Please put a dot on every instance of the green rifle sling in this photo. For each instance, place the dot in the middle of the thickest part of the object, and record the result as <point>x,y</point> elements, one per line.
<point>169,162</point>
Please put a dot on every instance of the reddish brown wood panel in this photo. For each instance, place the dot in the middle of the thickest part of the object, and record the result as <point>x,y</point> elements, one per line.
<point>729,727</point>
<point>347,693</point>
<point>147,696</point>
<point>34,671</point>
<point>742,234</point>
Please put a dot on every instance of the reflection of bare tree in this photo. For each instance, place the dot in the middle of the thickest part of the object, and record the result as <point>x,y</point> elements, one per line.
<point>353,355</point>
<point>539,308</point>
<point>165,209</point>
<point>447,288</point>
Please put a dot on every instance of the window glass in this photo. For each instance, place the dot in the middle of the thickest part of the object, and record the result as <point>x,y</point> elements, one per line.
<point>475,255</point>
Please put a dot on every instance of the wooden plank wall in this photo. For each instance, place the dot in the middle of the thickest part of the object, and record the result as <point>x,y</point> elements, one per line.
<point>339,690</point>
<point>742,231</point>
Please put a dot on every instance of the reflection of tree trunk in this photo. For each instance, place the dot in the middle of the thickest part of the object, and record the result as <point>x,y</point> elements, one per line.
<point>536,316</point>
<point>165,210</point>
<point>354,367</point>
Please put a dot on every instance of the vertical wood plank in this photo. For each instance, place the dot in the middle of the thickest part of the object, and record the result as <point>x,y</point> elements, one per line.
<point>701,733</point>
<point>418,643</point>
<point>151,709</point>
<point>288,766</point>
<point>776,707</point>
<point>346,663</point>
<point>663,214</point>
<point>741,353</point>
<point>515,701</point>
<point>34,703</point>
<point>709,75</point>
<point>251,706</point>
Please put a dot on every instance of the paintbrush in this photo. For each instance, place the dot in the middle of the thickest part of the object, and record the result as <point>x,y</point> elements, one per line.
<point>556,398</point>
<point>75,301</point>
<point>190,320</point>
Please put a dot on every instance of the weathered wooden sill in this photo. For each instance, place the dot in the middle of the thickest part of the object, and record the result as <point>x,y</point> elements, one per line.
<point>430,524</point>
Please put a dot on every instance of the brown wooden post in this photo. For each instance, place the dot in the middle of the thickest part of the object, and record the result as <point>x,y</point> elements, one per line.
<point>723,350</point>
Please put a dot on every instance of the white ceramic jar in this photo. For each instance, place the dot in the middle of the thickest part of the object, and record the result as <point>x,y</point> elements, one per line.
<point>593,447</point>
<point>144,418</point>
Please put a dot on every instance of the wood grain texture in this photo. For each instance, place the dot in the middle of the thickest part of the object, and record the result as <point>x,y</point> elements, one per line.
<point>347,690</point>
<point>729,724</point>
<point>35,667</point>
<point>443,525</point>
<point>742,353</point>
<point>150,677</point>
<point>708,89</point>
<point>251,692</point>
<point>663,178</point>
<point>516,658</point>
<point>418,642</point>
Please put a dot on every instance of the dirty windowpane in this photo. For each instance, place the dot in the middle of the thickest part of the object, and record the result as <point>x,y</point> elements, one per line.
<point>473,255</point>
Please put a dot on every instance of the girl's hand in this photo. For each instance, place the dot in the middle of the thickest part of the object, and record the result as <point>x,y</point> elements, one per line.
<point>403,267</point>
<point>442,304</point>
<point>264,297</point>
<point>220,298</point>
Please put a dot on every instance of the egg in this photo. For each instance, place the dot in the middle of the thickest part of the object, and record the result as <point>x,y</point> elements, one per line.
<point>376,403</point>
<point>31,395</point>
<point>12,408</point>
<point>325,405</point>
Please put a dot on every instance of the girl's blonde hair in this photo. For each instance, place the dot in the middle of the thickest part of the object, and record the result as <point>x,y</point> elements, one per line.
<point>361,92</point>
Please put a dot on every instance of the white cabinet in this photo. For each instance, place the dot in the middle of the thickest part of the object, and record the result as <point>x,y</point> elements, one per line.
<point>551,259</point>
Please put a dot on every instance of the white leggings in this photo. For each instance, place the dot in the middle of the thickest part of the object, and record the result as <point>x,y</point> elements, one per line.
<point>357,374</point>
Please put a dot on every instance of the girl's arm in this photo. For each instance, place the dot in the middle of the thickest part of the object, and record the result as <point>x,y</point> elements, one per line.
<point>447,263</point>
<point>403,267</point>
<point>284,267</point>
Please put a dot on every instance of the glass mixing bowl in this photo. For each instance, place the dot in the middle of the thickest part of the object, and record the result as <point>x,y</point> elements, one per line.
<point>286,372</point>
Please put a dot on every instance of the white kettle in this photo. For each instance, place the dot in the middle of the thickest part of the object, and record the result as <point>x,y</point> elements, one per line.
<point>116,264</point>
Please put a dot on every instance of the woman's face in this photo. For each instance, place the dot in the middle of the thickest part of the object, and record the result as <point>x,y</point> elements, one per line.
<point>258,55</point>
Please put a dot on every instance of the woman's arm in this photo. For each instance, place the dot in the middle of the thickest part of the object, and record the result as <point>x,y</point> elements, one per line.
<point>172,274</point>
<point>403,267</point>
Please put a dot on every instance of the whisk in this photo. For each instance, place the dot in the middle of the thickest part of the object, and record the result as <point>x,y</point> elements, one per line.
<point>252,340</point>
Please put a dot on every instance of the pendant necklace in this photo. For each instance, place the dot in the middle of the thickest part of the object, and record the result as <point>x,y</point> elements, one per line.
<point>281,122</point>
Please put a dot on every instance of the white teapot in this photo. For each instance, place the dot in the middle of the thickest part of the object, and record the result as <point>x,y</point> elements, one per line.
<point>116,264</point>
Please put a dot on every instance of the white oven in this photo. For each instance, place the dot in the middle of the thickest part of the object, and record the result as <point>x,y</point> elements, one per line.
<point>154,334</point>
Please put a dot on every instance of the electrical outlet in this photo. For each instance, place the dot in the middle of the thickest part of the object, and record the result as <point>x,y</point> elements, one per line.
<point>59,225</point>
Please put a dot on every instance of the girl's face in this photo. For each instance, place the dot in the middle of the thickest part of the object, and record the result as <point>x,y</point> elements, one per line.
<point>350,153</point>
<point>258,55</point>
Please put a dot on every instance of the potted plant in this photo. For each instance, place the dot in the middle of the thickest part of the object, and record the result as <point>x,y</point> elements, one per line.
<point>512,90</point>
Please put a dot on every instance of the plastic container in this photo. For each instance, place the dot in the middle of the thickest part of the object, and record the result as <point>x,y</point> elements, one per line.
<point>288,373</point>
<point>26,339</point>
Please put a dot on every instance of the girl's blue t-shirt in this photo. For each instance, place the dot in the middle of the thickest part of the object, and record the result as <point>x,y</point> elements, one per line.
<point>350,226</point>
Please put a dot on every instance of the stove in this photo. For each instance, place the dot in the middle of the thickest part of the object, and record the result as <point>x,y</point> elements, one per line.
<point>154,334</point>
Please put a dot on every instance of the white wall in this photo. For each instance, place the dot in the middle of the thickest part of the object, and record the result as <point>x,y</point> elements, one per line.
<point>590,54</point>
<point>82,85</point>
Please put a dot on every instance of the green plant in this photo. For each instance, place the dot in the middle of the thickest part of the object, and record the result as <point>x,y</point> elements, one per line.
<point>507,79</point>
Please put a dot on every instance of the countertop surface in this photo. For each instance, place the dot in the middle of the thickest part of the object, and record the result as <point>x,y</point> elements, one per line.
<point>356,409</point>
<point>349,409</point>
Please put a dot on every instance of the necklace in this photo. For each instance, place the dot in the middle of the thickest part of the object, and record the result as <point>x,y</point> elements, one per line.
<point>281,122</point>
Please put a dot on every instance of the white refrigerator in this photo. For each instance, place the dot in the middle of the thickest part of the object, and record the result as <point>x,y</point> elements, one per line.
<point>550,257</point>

Problem requirements. Copy all of the rows above word for word, changing nothing and leaving nothing out.

Output for this exercise.
Please put a dot on every instance of the green rifle sling in this photo. For each instance, place the dot in the middle of the thickest part of the object, and record the result as <point>x,y</point> elements, one per line.
<point>169,162</point>
Please put a dot on every instance of the reddish brown wood panel in this photo. For each instance, place the dot in the middle of the thickest part of the object, and record the result as <point>x,y</point> elements, one per line.
<point>729,727</point>
<point>347,693</point>
<point>147,696</point>
<point>34,671</point>
<point>742,234</point>
Please put a dot on every instance of the reflection of bare tree in this photo. For each instance, place the dot in the middle of the thickest part of the object, and record the result as <point>x,y</point> elements, one per line.
<point>353,355</point>
<point>539,308</point>
<point>165,209</point>
<point>447,288</point>
Please put a dot on every instance of the window glass in this photo. For each instance, place the dot in the middle of the thickest part of the object, and record the result as <point>x,y</point> elements, one per line.
<point>475,255</point>
Please put a dot on every instance of the wooden plank wall in this photo. For each instance, place the dot in the middle of the thickest part of the object, and record the result as <point>x,y</point> elements, one per line.
<point>339,690</point>
<point>742,231</point>
Please put a dot on every instance of the reflection of tree trunk in this photo. For each instance, place the dot in the middle of the thickest part of the object, and record the result as <point>x,y</point> elements, one per line.
<point>536,316</point>
<point>165,210</point>
<point>354,367</point>
Please put a dot on every instance of the vertical wood plank in this photo. For each instance, place the dot in the middle of the thickest part of the object, and record the result as <point>x,y</point> elements, one per line.
<point>701,733</point>
<point>418,643</point>
<point>151,709</point>
<point>288,766</point>
<point>776,707</point>
<point>346,663</point>
<point>663,214</point>
<point>741,353</point>
<point>515,701</point>
<point>34,703</point>
<point>709,75</point>
<point>251,706</point>
Please put a dot on every instance of the paintbrush in this photo. For each instance, place the dot in the middle of the thickest part of the object, and record the result as <point>x,y</point> elements, one per line.
<point>556,398</point>
<point>75,301</point>
<point>190,320</point>
Please put a dot on every instance of the weathered wooden sill in this photo. For each instance, place the dot in the middle of the thickest part of the object, and record the result as <point>x,y</point> elements, one per line.
<point>430,524</point>
Please put a dot on every instance of the brown wooden post in this photo. For each instance, place the dot in the middle of the thickest part of the object, and record the result as <point>x,y</point> elements, one per line.
<point>723,350</point>
Please put a dot on every instance of the white ceramic jar in this photo. For each instance, place the dot in the middle of the thickest part of the object, and record the result as <point>x,y</point> elements, one per line.
<point>593,447</point>
<point>144,418</point>
Please put a dot on every instance of the wood grain texture in this photo. For each instance, place the dot in the middle of the thickest part of the object, and record the result as <point>x,y</point> elements, one per line.
<point>347,690</point>
<point>729,724</point>
<point>35,667</point>
<point>443,525</point>
<point>742,353</point>
<point>150,677</point>
<point>708,89</point>
<point>251,692</point>
<point>663,178</point>
<point>516,658</point>
<point>418,642</point>
Please put a dot on every instance of the dirty windowpane in this photo. For each instance, place the dot in the middle of the thickest part of the object, and record the result as <point>x,y</point> elements, one per line.
<point>473,255</point>
Please put a dot on every instance of the girl's hand in this photo. For each instance, place the dot in the middle of the thickest part of the object, and record the result as <point>x,y</point> elements, one per line.
<point>403,267</point>
<point>442,304</point>
<point>264,297</point>
<point>220,298</point>
Please put a dot on every instance of the egg in this photo. For each instance, place the dot in the middle of the thickest part of the object, and record the result as <point>x,y</point> elements, one per line.
<point>376,403</point>
<point>31,395</point>
<point>12,408</point>
<point>325,405</point>
Please put a dot on every instance of the girl's blonde hair in this photo. For each instance, place the dot in the middle of the thickest part of the object, and record the result as <point>x,y</point> elements, one per line.
<point>361,92</point>
Please put a dot on every instance of the white cabinet in this photo. For each instance, place the dot in the middle of the thickest part of the object, and record the result as <point>x,y</point> elements, one per line.
<point>551,259</point>
Please put a dot on every instance of the white leggings in this photo. For each instance, place the dot in the middle of the thickest part of the object, and record the result as <point>x,y</point> elements, one per line.
<point>357,374</point>
Please put a dot on every instance of the girl's arm in this photo. For each instance, place the dot in the middle of the thickest part of the object, and record the result as <point>x,y</point> elements, one per line.
<point>447,263</point>
<point>403,267</point>
<point>284,267</point>
Please put a dot on every instance of the glass mixing bowl in this photo. For each instance, place the dot in the middle of the thickest part of the object, and record the result as <point>x,y</point> elements, one per line.
<point>286,372</point>
Please put a dot on every instance of the white kettle in this photo. For each instance, place the dot in the middle of the thickest part of the object, and record the result as <point>x,y</point> elements, one per line.
<point>116,264</point>
Please put a dot on every instance of the woman's face in this photo. For each instance, place the dot in the middle of the thickest part of the object, and record the result as <point>x,y</point> elements, one per line.
<point>258,55</point>
Please put a dot on every instance of the woman's arm in this photo. For each instance, place the dot in the middle of the thickest part of the object, and record the result as <point>x,y</point> elements, one per line.
<point>172,274</point>
<point>403,267</point>
Please put a dot on every instance of the whisk in this photo. For each instance, place the dot in the middle of the thickest part of the object, and record the result as <point>x,y</point> elements, one per line.
<point>252,340</point>
Please put a dot on every instance of the pendant necklace in this photo. For each instance, place the dot in the middle of the thickest part of the object, and record the result as <point>x,y</point> elements, one per line.
<point>281,122</point>
Please put a dot on every instance of the white teapot in this photo. For each instance, place the dot in the middle of the thickest part of the object, and record the result as <point>x,y</point> elements, one per line.
<point>116,264</point>
Please put a dot on every instance of the white oven in this photo. For each instance, place the dot in the middle of the thickest part of the object, and record the result as <point>x,y</point> elements, one per line.
<point>154,334</point>
Please put a dot on every instance of the electrical outlet in this photo. For each instance, place the dot in the middle of the thickest part of the object, and record the result as <point>x,y</point> elements, one per line.
<point>59,225</point>
Please put a dot on every instance of the girl's face in this photo. For each instance, place the dot in the middle of the thickest part of the object, and record the result as <point>x,y</point> elements, one per line.
<point>350,153</point>
<point>258,55</point>
Please put a dot on every instance of the potted plant in this photo. For each instance, place the dot in the middle of the thickest part of the object, and record the result as <point>x,y</point> elements, one per line.
<point>512,90</point>
Please put a dot on every instance of the plastic container in this photo. For each instance, place the dot in the middle of the thickest part of the object, and record the result as <point>x,y</point> elements, one per line.
<point>288,373</point>
<point>26,339</point>
Please put a dot on every instance of the girl's blue t-shirt in this photo. For each instance, place the dot in the middle of the thickest part of the object, and record the result as <point>x,y</point> elements, one per line.
<point>350,226</point>
Please put a dot on every instance of the stove in this photo. For each instance, place the dot in the middle of the thickest part of the object, and record the result as <point>x,y</point> elements, one per line.
<point>154,334</point>
Please put a dot on every instance of the white wall in this photo. For each instance, place the dot in the middle of the thickest part of the object, and record the result as <point>x,y</point> elements, one per line.
<point>590,54</point>
<point>82,85</point>
Please put a dot on every instance of the green plant in this photo. For each instance, place the dot in the middle of the thickest part of the object, and record the result as <point>x,y</point> elements, one per line.
<point>507,79</point>
Please put a dot on every instance of the countertop surface in this photo. For each instance, place the dot in the middle of the thickest part of the object, and record the result as <point>x,y</point> elements, one per line.
<point>356,409</point>
<point>349,409</point>
Please put a dot on every instance of the necklace in this photo. For each instance, place the dot in the middle of the thickest part of the object, and record the result as <point>x,y</point> elements, one per line.
<point>281,122</point>
Please put a dot on every instance of the white refrigerator in this photo. For each instance, place the dot in the middle of the thickest part of the object, and record the result as <point>x,y</point> elements, one per line.
<point>550,257</point>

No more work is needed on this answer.